Stated goal – Retype every line of the rows below without changing anything, and leave the pictures out.

[Stored items]
▬▬▬▬▬▬

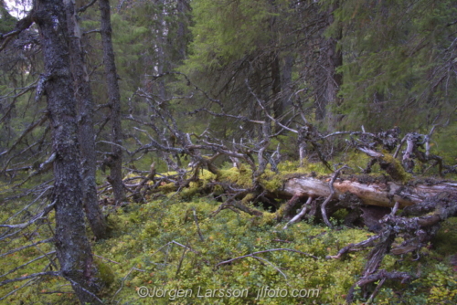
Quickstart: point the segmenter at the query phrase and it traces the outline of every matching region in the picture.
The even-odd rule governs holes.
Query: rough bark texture
[[[63,2],[42,0],[36,4],[46,70],[48,111],[52,129],[56,250],[61,274],[71,282],[80,299],[99,303],[90,246],[85,234],[80,166],[76,102],[72,87],[69,39]]]
[[[80,117],[80,145],[81,152],[82,202],[86,216],[90,224],[92,233],[97,239],[107,237],[105,218],[99,206],[97,185],[95,184],[96,152],[95,132],[93,130],[93,100],[89,82],[89,75],[84,62],[84,53],[81,46],[80,29],[76,18],[75,6],[72,1],[66,1],[67,21],[69,39],[69,57],[71,72],[75,89],[76,102],[79,105]]]
[[[122,133],[121,126],[121,94],[119,93],[118,75],[114,62],[114,51],[112,41],[111,9],[109,0],[99,0],[101,12],[101,34],[103,45],[103,63],[105,66],[106,84],[110,100],[112,154],[110,163],[108,182],[112,184],[116,202],[125,199],[122,184]]]
[[[335,4],[326,13],[326,26],[330,26],[335,22],[334,11],[337,8]],[[321,54],[318,64],[318,76],[314,81],[316,87],[316,119],[324,120],[329,131],[335,130],[335,116],[326,110],[326,107],[331,104],[339,103],[337,96],[339,88],[343,83],[343,77],[336,73],[336,68],[343,64],[343,54],[336,47],[341,37],[324,38],[321,41]],[[320,70],[320,71],[319,71]]]
[[[334,188],[335,199],[348,192],[366,205],[388,207],[393,207],[396,202],[399,202],[400,207],[412,205],[442,192],[457,195],[457,183],[445,181],[403,185],[394,182],[366,184],[338,179],[335,182]],[[326,181],[306,176],[290,179],[284,184],[282,192],[288,196],[298,195],[313,197],[327,197],[331,193]]]

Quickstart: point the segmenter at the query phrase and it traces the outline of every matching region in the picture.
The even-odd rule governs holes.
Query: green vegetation
[[[219,204],[213,200],[196,198],[193,201],[164,199],[145,205],[130,204],[118,208],[109,216],[116,224],[113,237],[93,243],[93,252],[102,279],[111,286],[103,290],[105,301],[121,304],[291,304],[315,301],[318,304],[343,303],[345,295],[361,271],[367,251],[349,254],[341,260],[327,260],[349,243],[356,243],[372,236],[362,228],[341,226],[333,231],[322,226],[301,222],[282,230],[278,226],[262,225],[247,214],[236,214],[223,210],[212,217]],[[198,237],[197,228],[192,215],[196,210],[203,241]],[[446,247],[452,247],[454,226],[457,218],[449,220],[439,235],[446,239]],[[337,220],[333,220],[338,224]],[[451,232],[452,231],[452,232]],[[44,232],[40,232],[43,234]],[[438,241],[436,250],[424,249],[416,255],[403,258],[387,257],[381,268],[397,268],[420,273],[420,278],[407,286],[388,282],[383,286],[377,304],[436,304],[455,301],[457,276],[450,259],[455,253],[444,249]],[[228,264],[216,267],[220,262],[246,256],[258,251],[285,248],[308,253],[271,251],[255,255],[260,258],[244,258]],[[18,266],[34,258],[38,252],[49,247],[39,246],[20,255],[4,258],[4,269],[8,266]],[[264,260],[263,260],[264,259]],[[27,275],[37,266],[23,268]],[[19,300],[70,304],[76,301],[72,294],[48,291],[68,291],[58,279],[45,279],[39,289],[28,288],[20,294],[8,297],[9,303]],[[258,292],[265,287],[271,289],[286,289],[292,293],[306,289],[318,289],[315,297],[260,298],[255,300]],[[141,287],[162,289],[191,289],[192,298],[170,300],[168,298],[139,298]],[[120,289],[122,289],[115,294]],[[247,296],[239,298],[204,298],[207,289],[245,289]],[[303,292],[305,293],[305,292]],[[4,292],[2,292],[4,294]],[[114,296],[115,294],[115,296]],[[363,298],[359,301],[364,302]]]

▬▬▬▬▬▬

Exercise output –
Quickstart: point the segmenter at the query phrase and it traces the outline of every matching region in the picture.
The even-odd rule governs holes.
Query: rough bark texture
[[[63,2],[42,0],[36,4],[46,70],[48,111],[52,129],[56,250],[61,274],[71,282],[80,299],[99,303],[90,246],[85,234],[80,166],[76,102],[72,87],[69,39]]]
[[[80,117],[80,145],[81,152],[82,202],[86,216],[90,224],[92,233],[97,239],[107,237],[105,218],[99,206],[97,185],[95,184],[96,152],[95,132],[93,130],[93,100],[89,82],[89,75],[84,62],[84,53],[81,46],[80,29],[76,18],[75,6],[72,1],[66,1],[67,21],[69,39],[69,57],[71,72],[75,89],[76,102],[79,105]]]
[[[122,133],[121,126],[121,94],[119,93],[118,75],[114,62],[114,51],[112,41],[111,9],[109,0],[99,0],[101,12],[101,34],[103,45],[103,63],[105,66],[106,84],[110,100],[112,154],[110,163],[108,182],[112,184],[116,202],[125,199],[122,184]]]
[[[335,4],[326,13],[326,26],[330,26],[335,22],[334,11],[337,8]],[[321,54],[318,64],[318,76],[314,81],[316,87],[316,119],[324,120],[329,131],[335,130],[335,116],[326,110],[326,107],[331,104],[339,103],[337,96],[339,88],[343,83],[343,77],[336,73],[336,68],[343,64],[343,54],[336,47],[341,37],[324,38],[321,41]],[[320,70],[320,71],[319,71]]]
[[[334,188],[335,199],[348,192],[366,205],[388,207],[393,207],[396,202],[399,202],[400,207],[412,205],[442,192],[457,195],[457,183],[445,181],[403,185],[394,182],[366,184],[338,179],[335,182]],[[326,181],[306,176],[290,179],[284,184],[282,192],[288,196],[298,195],[313,197],[327,197],[331,193]]]

Quickstart: point the segmenter at the query phrase and it traces the outline of every matching region in the picture.
The even-odd rule governs holes.
Query: green vegetation
[[[219,204],[213,200],[196,198],[193,201],[164,199],[145,205],[130,204],[118,208],[109,216],[116,224],[113,237],[93,243],[93,252],[102,279],[111,286],[103,290],[105,301],[121,304],[291,304],[315,301],[318,304],[343,303],[345,295],[361,271],[367,251],[349,254],[341,260],[327,260],[349,243],[356,243],[372,236],[362,228],[341,226],[333,231],[322,226],[301,222],[282,230],[278,226],[262,225],[247,214],[236,214],[223,210],[212,217]],[[198,237],[197,228],[192,215],[196,210],[203,241]],[[446,247],[452,247],[454,226],[457,218],[449,220],[439,235],[446,239]],[[337,220],[333,220],[338,224]],[[451,232],[452,231],[452,232]],[[44,232],[40,232],[43,234]],[[438,241],[436,250],[424,249],[416,255],[403,258],[387,257],[381,268],[397,268],[420,273],[420,278],[407,286],[388,282],[383,286],[377,304],[436,304],[455,301],[457,276],[450,259],[455,253],[444,249]],[[228,264],[216,267],[220,262],[246,256],[258,251],[285,248],[308,253],[271,251],[255,255],[260,258],[244,258]],[[18,266],[34,258],[38,252],[49,247],[39,246],[20,255],[4,258],[4,269],[8,266]],[[264,260],[263,260],[264,259]],[[27,275],[37,266],[23,268]],[[19,300],[70,304],[76,301],[72,294],[48,291],[68,291],[58,279],[45,279],[39,289],[28,288],[20,294],[8,297],[9,303]],[[258,292],[265,287],[271,289],[286,289],[292,293],[306,289],[318,289],[315,297],[260,298],[255,300]],[[141,287],[162,289],[191,289],[192,298],[170,300],[168,298],[139,298]],[[120,289],[122,289],[115,294]],[[247,296],[239,298],[204,298],[207,289],[245,289]],[[303,292],[305,293],[305,292]],[[4,292],[2,292],[4,294]],[[114,296],[115,294],[115,296]],[[363,298],[359,301],[364,302]]]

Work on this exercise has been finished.